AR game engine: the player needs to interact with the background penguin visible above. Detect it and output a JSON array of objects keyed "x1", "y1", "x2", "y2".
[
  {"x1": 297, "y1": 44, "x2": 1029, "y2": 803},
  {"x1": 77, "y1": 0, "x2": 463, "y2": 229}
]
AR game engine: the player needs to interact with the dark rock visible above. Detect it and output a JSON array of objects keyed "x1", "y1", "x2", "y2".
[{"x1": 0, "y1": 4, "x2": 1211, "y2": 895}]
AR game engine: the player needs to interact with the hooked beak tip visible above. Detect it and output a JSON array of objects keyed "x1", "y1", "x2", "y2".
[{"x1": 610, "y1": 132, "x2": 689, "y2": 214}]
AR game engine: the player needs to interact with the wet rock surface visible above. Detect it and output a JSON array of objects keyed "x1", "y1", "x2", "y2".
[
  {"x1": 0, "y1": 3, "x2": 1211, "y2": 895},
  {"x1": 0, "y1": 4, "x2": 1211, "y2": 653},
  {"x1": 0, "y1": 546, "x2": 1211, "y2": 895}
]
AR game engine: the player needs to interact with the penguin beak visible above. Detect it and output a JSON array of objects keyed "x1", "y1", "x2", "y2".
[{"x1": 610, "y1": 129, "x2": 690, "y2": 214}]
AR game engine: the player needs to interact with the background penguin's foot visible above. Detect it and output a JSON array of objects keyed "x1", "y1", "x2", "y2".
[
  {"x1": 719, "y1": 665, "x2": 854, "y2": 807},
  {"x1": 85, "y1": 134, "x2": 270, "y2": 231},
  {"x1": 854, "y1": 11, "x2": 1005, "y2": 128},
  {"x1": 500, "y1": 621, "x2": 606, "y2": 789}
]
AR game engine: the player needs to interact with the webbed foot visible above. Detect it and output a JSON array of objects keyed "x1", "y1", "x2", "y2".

*-*-*

## Задание
Представьте все строки записей выше в виде таблицы Markdown с двумя столбцами: «Номер» для порядкового номера и «Строка» для самой строки. Пустые строки не включайте.

## Результат
| Номер | Строка |
|---|---|
| 1 | AR game engine: the player needs to interact with the background penguin visible above. Detect it and output a JSON array of objects keyed "x1", "y1", "x2", "y2". |
| 2 | [ |
| 3 |   {"x1": 297, "y1": 44, "x2": 1029, "y2": 803}, |
| 4 |   {"x1": 77, "y1": 0, "x2": 463, "y2": 229} |
| 5 | ] |
| 6 | AR game engine: the player needs to interact with the dark rock visible above. Detect it and output a JSON array of objects keyed "x1", "y1", "x2", "y2". |
| 7 | [{"x1": 0, "y1": 4, "x2": 1211, "y2": 895}] |
| 8 | AR game engine: the player needs to interact with the hooked beak tip visible above. Detect it and output a JSON array of objects keyed "x1", "y1", "x2", "y2". |
| 9 | [{"x1": 610, "y1": 132, "x2": 689, "y2": 214}] |
| 10 | AR game engine: the player needs to interact with the wet rock surface visible above. Detect it and output a JSON array of objects keyed "x1", "y1", "x2", "y2". |
| 11 | [ |
| 12 |   {"x1": 0, "y1": 3, "x2": 1211, "y2": 895}, |
| 13 |   {"x1": 0, "y1": 4, "x2": 1211, "y2": 653}, |
| 14 |   {"x1": 0, "y1": 546, "x2": 1211, "y2": 895} |
| 15 | ] |
| 16 | AR game engine: the player needs to interact with the penguin beak visible above. Detect it and output a JSON array of objects keyed "x1", "y1", "x2", "y2". |
| 17 | [{"x1": 610, "y1": 129, "x2": 690, "y2": 214}] |
| 18 | AR game engine: the player needs to interact with the background penguin's foot visible above. Detect it and output a JSON array of objects keyed "x1", "y1", "x2", "y2". |
| 19 | [ |
| 20 |   {"x1": 719, "y1": 665, "x2": 854, "y2": 807}, |
| 21 |   {"x1": 85, "y1": 134, "x2": 270, "y2": 231}, |
| 22 |   {"x1": 854, "y1": 11, "x2": 1005, "y2": 128}, |
| 23 |   {"x1": 500, "y1": 621, "x2": 606, "y2": 789} |
| 24 | ] |
| 25 | AR game engine: the player needs to interact with the webbed foot visible above. Detect it and output a JSON array of objects keyed "x1", "y1", "x2", "y2". |